- _DESAFIO 1_
Explique, com base no texto sobre Pollyanna, por que a família nutria antipatia pelo romance de Eleanor H. Porter.
- _DESAFIO 2_
Reproduza fielmente o trecho do texto sobre Pollyanna que vai desde "Minha irmã se" até "jogo do contente.", incluindo este último.
- _DESAFIO 3_
Dê continuidade ao texto sobre Pollyanna a partir do ponto em que ele termina.

- _TEXTO EXTRAÍDO_

Minha irmã se chama Polyana. Com a nomiação, a bichinha sofreu um tanto no quesito presentes. Ganhou inúmeras vezes de tios e amigos exemplares de Pollyanna e Pollyanna Moça. Assim mesmo com dois Ls e dois Ns. Em casa, nutríamos alguma antipatia pelo romance de Eleanor H. Porter. Primeiro porque ao ganhar mais um livro igual, ela deixava de ganhar outras coisas. Embora, eu também tenha vivido o drama do presente duplicado. Minha avó paterna passou anos me dando pega-varetas de natal e de aniversário. Vou te falar que fiquei bem boa nesse jogo, até hoje, na força do ódio. Depois porque Pollyanna (a de Porter) brincava do jogo do contente.

O jogo do contente é assim, não importa o que estiver acontecendo de péssimo – e olha que a história da personagem é um desfile de desgraças -, você sempre procura ver o lado bom. Foi o pai de Pollyana, que (vai vendo) morreu quando ela tinha 11 e a deixou órfã, quem apresentou o método à  menina.

- _REGISTROS FORNECIDOS_
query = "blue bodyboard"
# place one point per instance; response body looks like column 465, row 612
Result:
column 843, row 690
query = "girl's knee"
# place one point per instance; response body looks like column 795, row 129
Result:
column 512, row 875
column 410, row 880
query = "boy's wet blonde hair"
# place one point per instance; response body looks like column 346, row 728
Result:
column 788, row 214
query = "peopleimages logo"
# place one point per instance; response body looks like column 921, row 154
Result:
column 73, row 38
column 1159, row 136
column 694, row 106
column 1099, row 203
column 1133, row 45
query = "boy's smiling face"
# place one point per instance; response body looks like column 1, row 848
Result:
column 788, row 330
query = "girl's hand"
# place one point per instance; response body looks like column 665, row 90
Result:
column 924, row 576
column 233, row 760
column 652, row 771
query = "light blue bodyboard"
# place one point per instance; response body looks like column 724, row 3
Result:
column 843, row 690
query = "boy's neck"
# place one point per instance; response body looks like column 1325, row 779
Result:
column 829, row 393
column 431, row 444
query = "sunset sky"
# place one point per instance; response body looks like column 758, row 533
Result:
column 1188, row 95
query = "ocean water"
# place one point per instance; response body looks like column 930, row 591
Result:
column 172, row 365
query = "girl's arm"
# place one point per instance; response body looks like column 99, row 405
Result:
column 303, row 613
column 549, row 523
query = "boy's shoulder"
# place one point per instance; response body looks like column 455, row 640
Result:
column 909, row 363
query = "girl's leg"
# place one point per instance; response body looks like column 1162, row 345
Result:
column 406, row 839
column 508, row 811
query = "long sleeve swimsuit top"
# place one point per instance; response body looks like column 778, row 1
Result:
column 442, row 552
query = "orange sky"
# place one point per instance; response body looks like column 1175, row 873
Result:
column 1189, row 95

- _RESULTADO 1_
Havia dois motivos. Primeiro, cada vez que a Polyana ganhava mais um exemplar igual do livro, deixava de ganhar outras coisas. Depois, Pollyanna, a personagem de Porter, brincava do jogo do contente.

- _RESULTADO 2_
Minha irmã se chama Polyana. Com a nomiação, a bichinha sofreu um tanto no quesito presentes. Ganhou inúmeras vezes de tios e amigos exemplares de Pollyanna e Pollyanna Moça. Assim mesmo com dois Ls e dois Ns. Em casa, nutríamos alguma antipatia pelo romance de Eleanor H. Porter. Primeiro porque ao ganhar mais um livro igual, ela deixava de ganhar outras coisas. Embora, eu também tenha vivido o drama do presente duplicado. Minha avó paterna passou anos me dando pega-varetas de natal e de aniversário. Vou te falar que fiquei bem boa nesse jogo, até hoje, na força do ódio. Depois porque Pollyanna (a de Porter) brincava do jogo do contente.

- _RESULTADO 3_
O meu pai inventou outro jogo, sem querer bem parecido com o primeiro; o jogo do lascado (que tem outro nome que começa com F, mas vou poupar vocês do palavreado). Seguem as regras: quando alguém começa a reclamar, o outro reclama por cima e fica aquela competição pra ver quem tá sofrendo mais, ele entra e pergunta: “como é isso? Vocês estão brincando do jogo do lascado agora?”.  E assim dissolve-se o clima de “oh vida, oh dia, oh azar”.

Daqui, de meu lugar de Roberta quase senhora, penso que os dois joguinhos são igualmente perigosos. Em um, fecha-se o olho para o que não está dando certo. “Está chovendo, mas não está nevando. Fui demitido, mas não vou ter que trabalhar na segunda. Morri, mas passo bem”. E no outro, fecha-se o olho para o compartilhar da dor, no limite, para a escuta. É um grande “deixa disso, vamos falar de coisas boas, olha lá a iogurteira Top Therme”.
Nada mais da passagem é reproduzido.